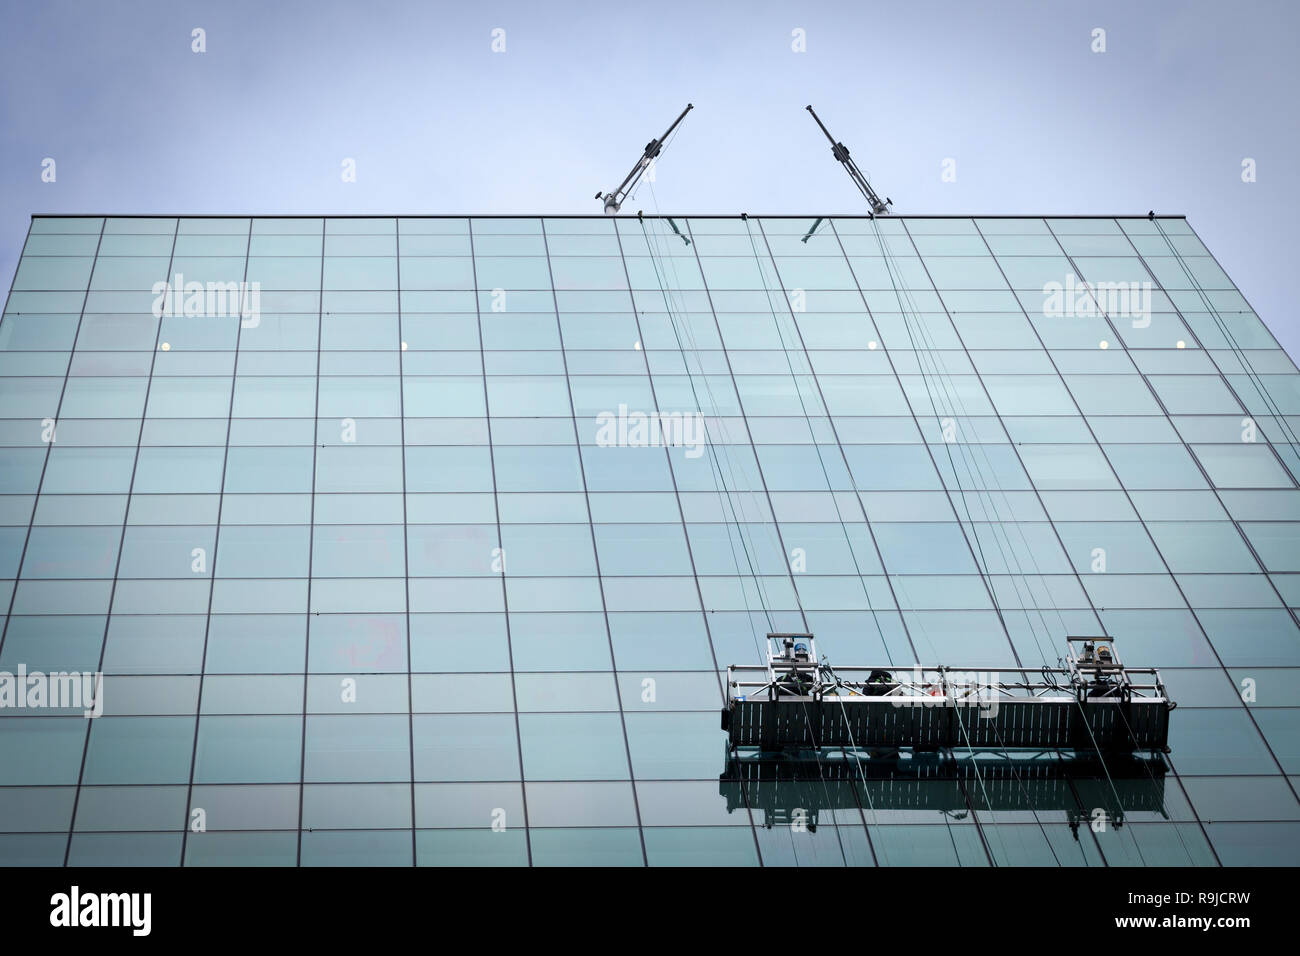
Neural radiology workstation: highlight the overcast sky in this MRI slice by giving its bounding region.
[2,0,1296,353]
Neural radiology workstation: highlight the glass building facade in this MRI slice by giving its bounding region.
[0,213,1296,867]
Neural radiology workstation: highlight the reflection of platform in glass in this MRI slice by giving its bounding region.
[723,636,1174,755]
[718,751,1170,834]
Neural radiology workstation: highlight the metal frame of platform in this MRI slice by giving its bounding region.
[722,635,1174,755]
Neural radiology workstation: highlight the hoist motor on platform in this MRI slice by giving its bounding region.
[721,635,1174,755]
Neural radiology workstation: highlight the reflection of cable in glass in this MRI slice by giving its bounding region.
[1151,217,1300,466]
[638,216,772,657]
[867,216,1058,670]
[744,216,902,667]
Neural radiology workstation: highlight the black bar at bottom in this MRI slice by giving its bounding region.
[1,866,1276,939]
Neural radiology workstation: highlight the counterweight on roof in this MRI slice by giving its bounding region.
[805,105,893,215]
[722,635,1174,754]
[596,104,693,215]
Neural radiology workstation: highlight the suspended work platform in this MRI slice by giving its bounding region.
[722,635,1174,755]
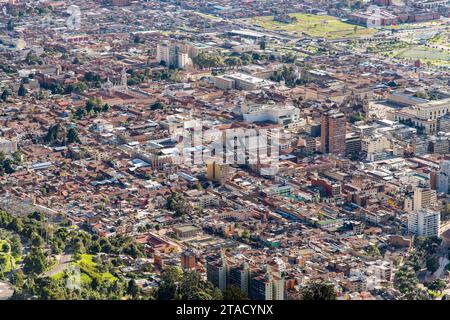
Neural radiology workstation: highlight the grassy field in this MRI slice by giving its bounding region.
[394,46,450,61]
[0,240,16,273]
[241,13,375,39]
[74,254,117,285]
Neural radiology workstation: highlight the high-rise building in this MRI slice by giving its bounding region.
[249,270,284,300]
[321,110,346,155]
[206,162,230,185]
[437,160,450,194]
[408,209,440,238]
[413,187,437,211]
[181,249,196,270]
[156,42,191,69]
[229,263,251,296]
[438,113,450,133]
[206,254,229,291]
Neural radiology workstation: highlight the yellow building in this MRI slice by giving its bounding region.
[206,162,230,185]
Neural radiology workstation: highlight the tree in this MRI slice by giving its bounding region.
[259,40,267,50]
[192,52,224,69]
[10,270,25,288]
[150,100,165,110]
[157,266,183,300]
[23,247,47,275]
[224,57,241,69]
[1,242,10,253]
[18,83,27,97]
[300,281,336,300]
[223,285,248,300]
[1,88,11,101]
[7,19,14,31]
[67,127,80,144]
[133,35,141,44]
[127,279,140,298]
[425,279,446,292]
[426,256,439,273]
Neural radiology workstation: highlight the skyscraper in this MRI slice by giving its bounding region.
[438,160,450,194]
[408,209,441,238]
[321,110,347,155]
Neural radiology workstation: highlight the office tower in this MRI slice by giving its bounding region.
[156,42,190,69]
[438,113,450,133]
[206,162,230,185]
[321,110,346,155]
[413,187,437,210]
[206,254,229,291]
[250,270,284,300]
[437,160,450,194]
[408,209,440,238]
[229,263,251,296]
[181,249,196,270]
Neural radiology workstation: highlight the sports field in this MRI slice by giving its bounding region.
[241,13,375,39]
[394,46,450,61]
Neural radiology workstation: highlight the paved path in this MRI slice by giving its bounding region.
[42,253,72,277]
[0,281,14,300]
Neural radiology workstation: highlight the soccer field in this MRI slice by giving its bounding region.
[241,13,375,39]
[395,46,450,61]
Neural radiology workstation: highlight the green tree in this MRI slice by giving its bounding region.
[18,83,27,97]
[67,127,80,144]
[300,281,336,300]
[223,284,248,300]
[127,279,140,298]
[23,247,47,275]
[7,19,14,31]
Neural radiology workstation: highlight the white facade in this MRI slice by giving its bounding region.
[0,138,17,155]
[408,209,440,238]
[437,160,450,194]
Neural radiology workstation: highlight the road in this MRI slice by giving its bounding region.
[42,253,72,277]
[0,281,14,300]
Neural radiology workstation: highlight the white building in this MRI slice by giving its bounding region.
[437,160,450,194]
[408,209,440,238]
[0,138,17,155]
[241,102,302,128]
[214,73,275,91]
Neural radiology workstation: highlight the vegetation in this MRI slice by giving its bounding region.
[300,280,337,300]
[243,13,375,39]
[192,52,224,69]
[156,266,222,300]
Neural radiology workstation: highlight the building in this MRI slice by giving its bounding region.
[206,162,230,185]
[213,73,275,91]
[229,263,251,296]
[321,111,346,155]
[250,271,284,300]
[241,102,301,128]
[156,42,191,69]
[206,255,229,291]
[437,160,450,194]
[430,136,449,154]
[408,209,441,238]
[362,134,392,161]
[173,225,200,239]
[345,133,362,157]
[438,113,450,133]
[0,138,17,155]
[181,249,196,270]
[413,187,437,211]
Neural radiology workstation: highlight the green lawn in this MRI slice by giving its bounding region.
[74,254,117,284]
[394,46,450,61]
[0,240,16,273]
[241,13,375,39]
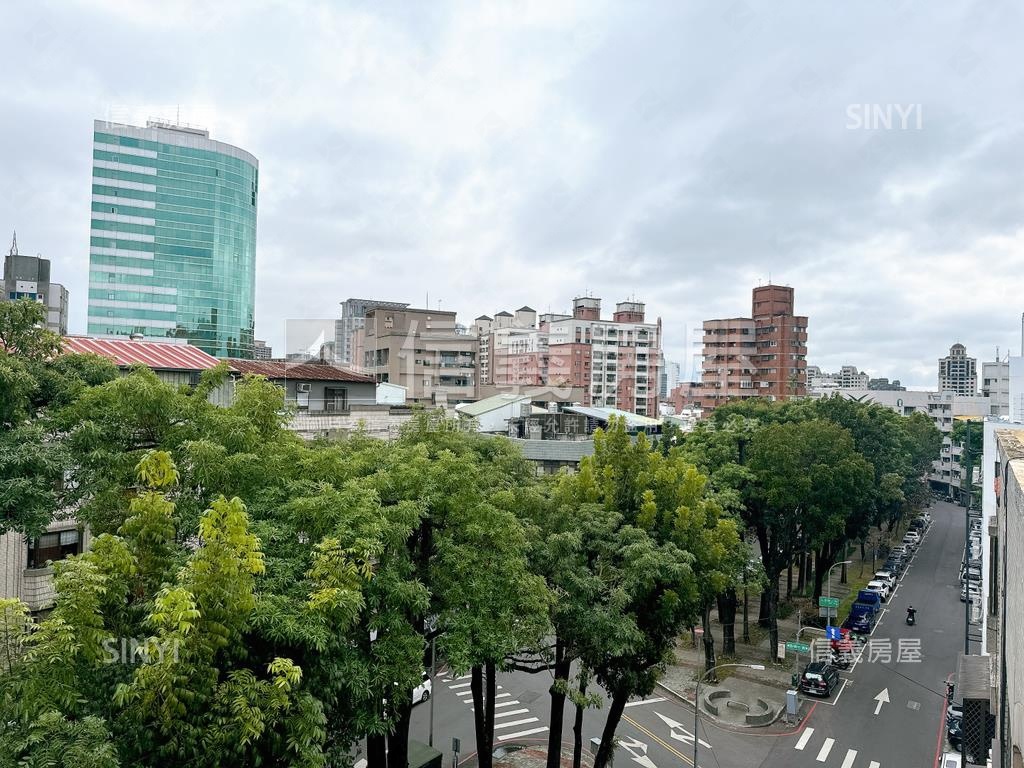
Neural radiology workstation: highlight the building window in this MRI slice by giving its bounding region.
[28,529,81,568]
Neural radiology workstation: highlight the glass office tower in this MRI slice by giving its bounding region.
[87,119,258,358]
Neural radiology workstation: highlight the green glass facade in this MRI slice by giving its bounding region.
[87,120,258,358]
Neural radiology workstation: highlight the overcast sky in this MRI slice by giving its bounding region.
[2,0,1022,387]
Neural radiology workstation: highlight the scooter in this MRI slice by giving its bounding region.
[906,610,916,626]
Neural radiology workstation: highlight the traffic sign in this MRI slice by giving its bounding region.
[819,596,840,608]
[818,607,838,618]
[826,626,842,640]
[785,641,810,653]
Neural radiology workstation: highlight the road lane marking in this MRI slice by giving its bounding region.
[497,727,548,741]
[493,709,530,719]
[495,692,511,699]
[840,749,857,768]
[795,728,814,750]
[494,700,521,708]
[623,714,694,766]
[449,682,471,690]
[816,738,835,762]
[869,763,879,768]
[494,717,539,730]
[625,697,666,707]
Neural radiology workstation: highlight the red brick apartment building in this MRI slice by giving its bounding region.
[690,284,808,413]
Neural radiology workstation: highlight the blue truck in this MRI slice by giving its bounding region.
[842,590,882,635]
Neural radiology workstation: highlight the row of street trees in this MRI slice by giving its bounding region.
[0,299,941,767]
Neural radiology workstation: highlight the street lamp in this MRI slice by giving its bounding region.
[826,560,852,629]
[694,663,765,768]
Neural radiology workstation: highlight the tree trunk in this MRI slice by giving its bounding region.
[572,674,588,768]
[840,559,848,585]
[546,640,571,768]
[701,603,716,676]
[758,587,771,627]
[786,562,793,599]
[593,689,628,768]
[796,551,806,593]
[767,579,782,663]
[717,589,737,656]
[471,664,494,768]
[367,734,387,768]
[387,700,412,768]
[813,546,831,603]
[742,585,750,644]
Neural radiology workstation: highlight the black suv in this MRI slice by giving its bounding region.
[799,662,840,697]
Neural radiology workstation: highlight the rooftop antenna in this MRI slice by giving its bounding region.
[8,230,17,256]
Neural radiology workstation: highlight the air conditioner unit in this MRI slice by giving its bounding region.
[297,382,311,393]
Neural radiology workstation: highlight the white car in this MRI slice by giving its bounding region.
[413,671,432,704]
[904,530,921,545]
[866,580,891,602]
[874,570,896,590]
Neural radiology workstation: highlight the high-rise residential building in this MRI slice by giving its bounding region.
[470,298,661,415]
[87,120,258,358]
[2,233,69,334]
[473,307,544,387]
[360,306,477,405]
[546,297,662,416]
[694,284,808,412]
[335,298,410,365]
[938,343,977,395]
[982,358,1010,417]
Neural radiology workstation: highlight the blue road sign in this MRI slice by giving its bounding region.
[826,626,842,640]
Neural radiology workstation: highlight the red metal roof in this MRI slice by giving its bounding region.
[225,359,374,383]
[62,336,223,371]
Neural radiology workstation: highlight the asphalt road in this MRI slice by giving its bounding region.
[757,499,969,768]
[392,499,970,768]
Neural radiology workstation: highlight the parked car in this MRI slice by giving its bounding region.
[884,557,905,576]
[960,584,981,603]
[413,672,432,703]
[866,580,891,602]
[918,512,932,525]
[910,519,927,532]
[891,545,910,557]
[845,602,878,635]
[874,570,897,590]
[799,662,840,697]
[903,532,921,547]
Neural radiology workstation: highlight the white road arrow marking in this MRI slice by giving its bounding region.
[873,688,890,715]
[653,711,712,749]
[618,736,659,768]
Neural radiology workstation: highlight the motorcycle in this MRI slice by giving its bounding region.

## [Aim of the exercise]
What is needed is an exact copy of the line containing "Neural radiology workstation: highlight the asphalt" and each line after it, through the final line of the entries above.

## [Finished exercise]
Neural radiology workstation: highlight the asphalt road in this MRI slice by giving its bounding region.
[757,499,969,768]
[392,499,970,768]
Neural radiology workstation: highlight the parked car in this MRI slice by giving its bounding region.
[884,557,905,576]
[960,584,981,603]
[413,672,432,703]
[866,580,891,602]
[918,512,932,525]
[910,519,927,532]
[891,545,910,557]
[845,602,878,635]
[874,570,897,590]
[799,662,840,697]
[903,532,921,547]
Neural radiology workstation: highlight the white road arrow marking in this MRI slice by giving its bounding region.
[873,688,890,715]
[653,711,712,749]
[618,736,659,768]
Neural radiology workstation: highlight the motorcycle in this MRI slice by giving its bounding region.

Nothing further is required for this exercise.